## Problem to solve
Return the records in full, exactly as given.

— start Listed entries —

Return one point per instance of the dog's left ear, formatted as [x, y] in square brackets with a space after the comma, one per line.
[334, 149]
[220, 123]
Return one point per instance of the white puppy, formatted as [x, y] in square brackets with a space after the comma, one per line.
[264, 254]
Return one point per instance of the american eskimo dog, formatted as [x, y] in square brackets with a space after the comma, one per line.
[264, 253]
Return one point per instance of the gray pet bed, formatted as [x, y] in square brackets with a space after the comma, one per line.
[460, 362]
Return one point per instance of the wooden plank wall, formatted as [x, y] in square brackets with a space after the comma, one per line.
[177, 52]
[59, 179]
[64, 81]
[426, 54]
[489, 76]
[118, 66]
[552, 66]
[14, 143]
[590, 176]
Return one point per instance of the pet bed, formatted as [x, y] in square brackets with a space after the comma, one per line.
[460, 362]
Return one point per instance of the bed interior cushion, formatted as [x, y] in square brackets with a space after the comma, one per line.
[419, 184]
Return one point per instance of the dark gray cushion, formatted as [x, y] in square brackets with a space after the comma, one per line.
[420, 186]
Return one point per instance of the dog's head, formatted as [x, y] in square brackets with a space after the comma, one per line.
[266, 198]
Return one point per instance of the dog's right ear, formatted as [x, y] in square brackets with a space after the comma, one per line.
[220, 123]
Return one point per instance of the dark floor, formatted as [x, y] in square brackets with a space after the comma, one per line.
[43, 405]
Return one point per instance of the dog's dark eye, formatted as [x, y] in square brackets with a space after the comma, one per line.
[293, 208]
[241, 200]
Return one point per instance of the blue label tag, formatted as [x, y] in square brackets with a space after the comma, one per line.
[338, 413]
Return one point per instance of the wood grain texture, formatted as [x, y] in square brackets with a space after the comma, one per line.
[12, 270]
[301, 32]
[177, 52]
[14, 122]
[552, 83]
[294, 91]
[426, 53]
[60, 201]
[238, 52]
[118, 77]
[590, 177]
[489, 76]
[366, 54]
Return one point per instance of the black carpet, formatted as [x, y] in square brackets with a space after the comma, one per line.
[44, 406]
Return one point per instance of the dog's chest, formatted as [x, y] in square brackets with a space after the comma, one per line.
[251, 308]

— end Listed entries —

## Written answer
Return one point per instance of the dog's left ear, formatted as [x, y] in square brackets with a space after the comma, one per line.
[334, 149]
[220, 123]
Return one point per instance of the white puppy, formatted as [x, y] in square brackets with a space after the comma, one per line.
[264, 254]
Return one point per instance of the american eskimo dog, formatted as [x, y] in square brackets with a space after the comma, one per line.
[264, 253]
Return one point per instance of the gray pet bed, formatted as [x, y] in square brackets with a space after the comma, one per line.
[460, 362]
Return one point per instance of the wooden plank wall, formatted as [x, y] in square brackets with a space after the comma, one per line.
[177, 52]
[59, 179]
[64, 81]
[426, 54]
[489, 76]
[118, 66]
[552, 66]
[14, 143]
[590, 176]
Return one point per instance of the pet bed, formatted as [x, y] in square brackets with a space after the comma, one per line.
[460, 362]
Return one point per instance of the bed interior cushion, formatted as [x, y] in square brackets with a space after the comma, one per line.
[419, 184]
Return one point per instance of the dark gray cushion, formatted as [x, y] in square brackets with a space after the comma, one per line.
[420, 186]
Return one point per instance of the dog's head, formatted as [x, y] in square brackets with a space after the comma, one per line.
[266, 198]
Return one point per instance of the dog's right ear, formatted as [x, y] in square brackets with a space after the comma, one per line.
[220, 123]
Return one point per instance of the dark floor, formatted as [x, y] in square brackets with a space after the comma, one per line.
[43, 405]
Return one point per instance of the dog's dark eye, formatted as [x, y] in square brackets with a space after the comma, one per line.
[293, 208]
[241, 200]
Return one point per instance of the blue label tag, formatted as [x, y] in square brackets with a space after the comma, one per line.
[338, 413]
Return one point per instance of the wood grain texture, formatted as [x, y] in square brackets with a space after the comma, one per line.
[12, 270]
[301, 32]
[177, 52]
[14, 122]
[552, 83]
[294, 91]
[426, 53]
[60, 201]
[238, 52]
[118, 77]
[590, 177]
[489, 76]
[366, 54]
Return one point per instance of the black carpet, formatted as [x, y] in square brackets with a space after the comma, one per line.
[44, 406]
Return one point per instance of the dog's chest, formatted as [x, y] in square brackets with a space after the comma, one per line.
[251, 308]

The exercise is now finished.